| What needs to be done |
Every line of the material is to be repeated exactly as it stands.
## START Task data
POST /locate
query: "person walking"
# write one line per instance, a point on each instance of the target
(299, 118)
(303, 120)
## END Task data
| Exercise solution |
POST /locate
query: "person walking"
# write one line per instance, a point on each instance of the target
(299, 118)
(303, 120)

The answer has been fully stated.